* _Source extract_
────────────────

The Committee was provided with an update on the proposed scheme of works and the emerging health and safety issues at the Cefn Coed museum site; the report also provided information on the Cefn Coed Working Group that was going to be set up to help shape future plans for the site.
Members were informed that a grant application was made to Welsh Government for around £1.8 million, which had been approved; the Council was then obliged to put in the reminder of the money required to put a scheme together (£800,400 as detailed in the circulated report).
It was stated that the original scheme that was created sought to deliver on a number of elements including a new visitor centre, external works and an outdoor play area. An initial due diligence was undertaken on the site which raised a number of key questions and necessitated a more detailed due diligence exercise; this included further investigation on a number of issues, including consultation with CADW, and as a result of this work, it became clear that it was not possible to process with the original scheme and an alternative proposal was therefore put forward. It was highlighted that the revised scheme was unable to be progressed due to the time elements involved; it would have taken around 18 months to develop, however the Council had to spend the money within 4-5 months (by March 2021). As a result of this, it was agreed with Welsh Government that the Council would complete survey work instead, in order to understand the issues on the site and to ensure that the Council was in a good position to bid for money, should another round of grant funding become available.

────────────────

* _Data block_

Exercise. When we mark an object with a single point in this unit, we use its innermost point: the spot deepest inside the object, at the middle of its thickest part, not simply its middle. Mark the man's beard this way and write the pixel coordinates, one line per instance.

────────────────

* _Problems to work on_
**a)** Reproduce the Cefn Coed minutes starting at "The Committee was" and ending at "the circulated report).", renaming "Cefn Coed Working Group" as "Site Working Group".
**b)** Condense the paragraph of the Cefn Coed minutes that opens "It was stated that the original scheme" into a bulleted list that keeps its main facts.
**c)** Proceed with the Cefn Coed minutes from the point where they stop.

* _Answers below_
**a)**
The Committee was provided with an update on the proposed scheme of works and the emerging health and safety issues at the Cefn Coed museum site; the report also provided information on the Site Working Group that was going to be set up to help shape future plans for the site.
Members were informed that a grant application was made to Welsh Government for around £1.8 million, which had been approved; the Council was then obliged to put in the reminder of the money required to put a scheme together (£800,400 as detailed in the circulated report).

**b)**
- The original scheme aimed to deliver a new visitor centre, external works and an outdoor play area.
- An initial due diligence raised key questions, which led to a more detailed exercise that included consultation with CADW.
- This work showed the original scheme could not proceed, so an alternative proposal was put forward.
- The revised scheme would have taken around 18 months to develop, but the money had to be spent within 4-5 months (by March 2021), so it could not go ahead.
- The Council agreed with Welsh Government to complete survey work instead. The survey work would help it understand the site's issues and leave it well placed to bid if another round of grant funding became available.

**c)**
Officers confirmed that the survey work had been completed and it highlighted a number of issues; one of which was the existing health and safety concerns for the site. It was mentioned that it would cost the Council over £1 million to deal with the health and safety concerns. In relation to the works that Officers were proposing as part of the revised scheme, it was noted that the initial suggestions were that this would come in excess of £8 million.
The local Member for Crynant, who was in attendance at the meeting, shared concerns in regards to elements of the circulated report and reiterated the value of the site for the local community and beyond. The local Member also shared information on the history of the site and personal thoughts and experiences including those of which had been highlighted by visitors of the museum.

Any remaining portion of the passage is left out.